* Information provided *
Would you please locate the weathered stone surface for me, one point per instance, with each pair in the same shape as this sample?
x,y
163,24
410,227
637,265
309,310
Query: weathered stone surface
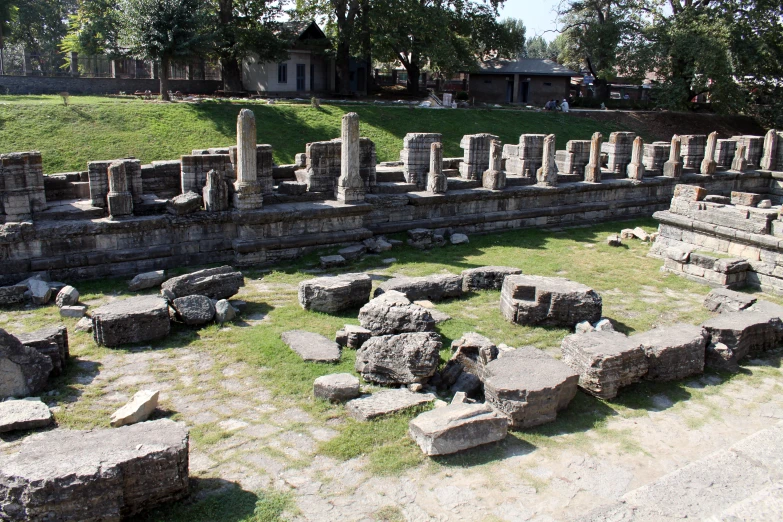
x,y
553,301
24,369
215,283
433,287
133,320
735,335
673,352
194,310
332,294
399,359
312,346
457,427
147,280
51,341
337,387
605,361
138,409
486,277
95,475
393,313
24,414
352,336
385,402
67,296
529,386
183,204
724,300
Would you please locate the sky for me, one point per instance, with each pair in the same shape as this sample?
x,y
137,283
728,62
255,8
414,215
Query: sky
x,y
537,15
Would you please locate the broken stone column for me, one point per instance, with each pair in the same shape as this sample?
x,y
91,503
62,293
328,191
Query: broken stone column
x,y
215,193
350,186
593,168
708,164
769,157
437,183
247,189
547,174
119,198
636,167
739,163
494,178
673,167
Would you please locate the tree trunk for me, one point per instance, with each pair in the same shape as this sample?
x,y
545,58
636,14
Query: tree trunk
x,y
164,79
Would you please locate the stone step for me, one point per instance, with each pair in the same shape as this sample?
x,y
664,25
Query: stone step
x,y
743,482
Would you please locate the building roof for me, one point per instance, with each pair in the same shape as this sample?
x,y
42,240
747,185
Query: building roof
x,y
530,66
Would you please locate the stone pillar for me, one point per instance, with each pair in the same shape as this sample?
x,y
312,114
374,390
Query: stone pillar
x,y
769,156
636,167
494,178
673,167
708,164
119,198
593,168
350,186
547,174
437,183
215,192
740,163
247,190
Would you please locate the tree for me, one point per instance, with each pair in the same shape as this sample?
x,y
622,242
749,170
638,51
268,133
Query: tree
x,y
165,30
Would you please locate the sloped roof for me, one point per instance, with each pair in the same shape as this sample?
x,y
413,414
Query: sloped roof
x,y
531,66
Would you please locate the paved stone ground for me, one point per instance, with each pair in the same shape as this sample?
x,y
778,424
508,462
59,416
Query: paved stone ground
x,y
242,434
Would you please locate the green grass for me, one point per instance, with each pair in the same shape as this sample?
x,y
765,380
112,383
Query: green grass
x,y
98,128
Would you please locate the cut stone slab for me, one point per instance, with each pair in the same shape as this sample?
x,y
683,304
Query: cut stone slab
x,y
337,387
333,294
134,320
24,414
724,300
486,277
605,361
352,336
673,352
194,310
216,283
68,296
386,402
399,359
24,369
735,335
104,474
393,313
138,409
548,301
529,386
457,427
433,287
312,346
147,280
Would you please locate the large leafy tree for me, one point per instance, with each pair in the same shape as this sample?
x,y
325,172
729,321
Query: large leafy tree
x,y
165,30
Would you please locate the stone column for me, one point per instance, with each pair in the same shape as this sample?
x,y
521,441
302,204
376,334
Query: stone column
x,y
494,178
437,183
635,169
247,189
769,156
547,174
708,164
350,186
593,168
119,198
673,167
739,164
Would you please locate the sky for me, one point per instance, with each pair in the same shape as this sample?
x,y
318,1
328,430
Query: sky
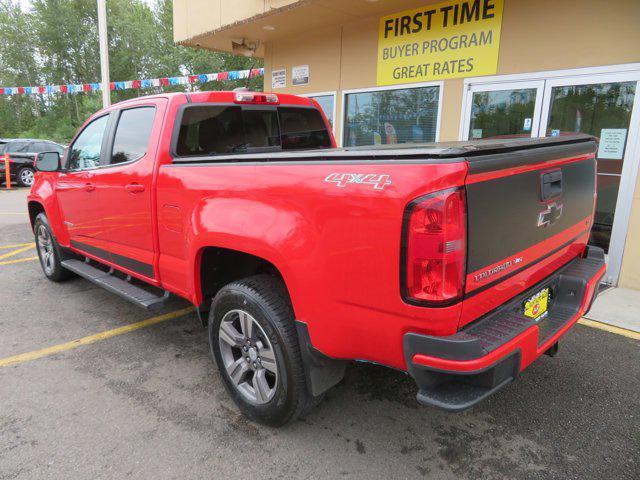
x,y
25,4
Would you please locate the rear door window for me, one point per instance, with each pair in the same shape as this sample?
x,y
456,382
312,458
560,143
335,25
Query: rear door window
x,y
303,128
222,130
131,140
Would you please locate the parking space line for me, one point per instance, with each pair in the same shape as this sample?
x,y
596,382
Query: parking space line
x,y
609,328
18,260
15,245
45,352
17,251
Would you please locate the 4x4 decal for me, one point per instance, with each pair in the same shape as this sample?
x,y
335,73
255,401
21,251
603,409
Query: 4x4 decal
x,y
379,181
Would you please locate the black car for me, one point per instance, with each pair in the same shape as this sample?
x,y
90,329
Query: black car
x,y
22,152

* The exercise *
Copy out the listing above word for word, leaving out the pictures.

* Exercise result *
Would you please locate the weathered stone surface for me, one point per instance, with each pair in the same shape as this sample?
x,y
163,24
410,227
637,265
309,310
Query: weathered stone surface
x,y
553,301
24,369
215,283
433,287
133,320
735,335
673,352
194,310
332,294
399,359
312,346
457,427
147,280
51,341
337,387
605,361
138,409
486,277
95,475
393,313
24,414
352,336
385,402
67,296
529,386
183,204
724,300
Would you please locate the sky for me, one point per instance, with each pair in the same shape as this sample?
x,y
137,283
728,62
255,8
414,215
Query: sky
x,y
537,15
Would you please locate the broken stone column for me, one point per instance, with each pair in the same shape as this sample?
x,y
91,503
62,293
328,191
Query: broken stone column
x,y
215,193
350,186
593,168
708,164
769,157
437,183
247,189
547,174
119,198
636,167
739,163
494,178
673,167
Would you please locate the tree trunk for me, one point per instance, with each pair in the same shape as this sample?
x,y
545,58
636,14
Query: tree trunk
x,y
164,79
Would you please locate the stone step for me, one point per instance, with each pair in the same shape as this sample?
x,y
664,25
Query: stone step
x,y
743,482
Would you please locate the building roof for me, one point per instance, with each pair in the same shape as this sample?
x,y
42,240
747,185
Query: building roof
x,y
530,66
Would you please locate the stone pillar for me, one point per instance, with each pair in the same shape as this sample?
x,y
312,114
374,390
Query: stone pillar
x,y
769,156
636,167
494,178
673,167
708,164
119,198
593,168
350,186
547,174
437,183
215,192
740,163
247,190
Would you please locate the tree for me, one point per instance, with each pair in the same shape as this sample?
x,y
622,242
749,170
638,51
268,133
Query: tree
x,y
165,30
Would you please locate the sloped roof for me, one point per instance, with each pair in the same shape as this sample?
x,y
413,414
Query: sloped roof
x,y
531,66
Would you please locate the paved stone ground for me, one point per instance, with each pair in the same shape as this sample?
x,y
778,424
508,462
59,416
Query: paved stone ground
x,y
242,434
Would you please locate the green grass for me, one point per instance, with each pair in the same shape as this sample?
x,y
765,380
112,383
Query: green grass
x,y
98,128
Would you please locate the cut stone slab for me, one point per instance, with each pair in the same shape as this sample?
x,y
683,304
Query: cut stone slab
x,y
337,387
333,294
134,320
24,414
724,300
486,277
605,361
352,336
673,352
194,310
216,283
68,296
386,402
399,359
24,369
735,335
104,474
393,313
138,409
548,301
529,386
457,427
433,287
312,346
147,280
Would you please locate the large leafy tree for me, one point per instance, with each pair in the same shape as this sample?
x,y
325,172
729,321
Query: large leafy tree
x,y
165,30
Would you please locate the stone column for me, one point per instance, with each pair in the same shape as this sample?
x,y
521,441
302,204
376,334
Query: stone column
x,y
494,178
437,183
635,169
247,189
769,156
547,174
708,164
350,186
593,168
119,198
673,167
739,164
Would you please locate the sky for me, one point per instance, with each pair in the same shape as this sample?
x,y
318,1
328,430
Query: sky
x,y
25,4
Would you please locate the rear door window for me, one point per instance, with each pair in the same shape as this sample?
x,y
456,382
312,458
560,143
335,25
Query: rear door window
x,y
303,128
222,130
131,140
Would you please locate the parking space line for me, one point per instance, with each pair in the same shape as this sample?
x,y
596,382
Query: parking space line
x,y
609,328
18,260
15,245
45,352
17,251
Would you please locate the 4x4 decal for me, one point per instance, with each pair in the same shape as this sample?
x,y
335,73
255,401
21,251
603,409
Query: 4x4 decal
x,y
379,181
Would you please locate the black car for me, one point per instance, with each pair in the same shape as this sample?
x,y
90,329
Query: black car
x,y
22,152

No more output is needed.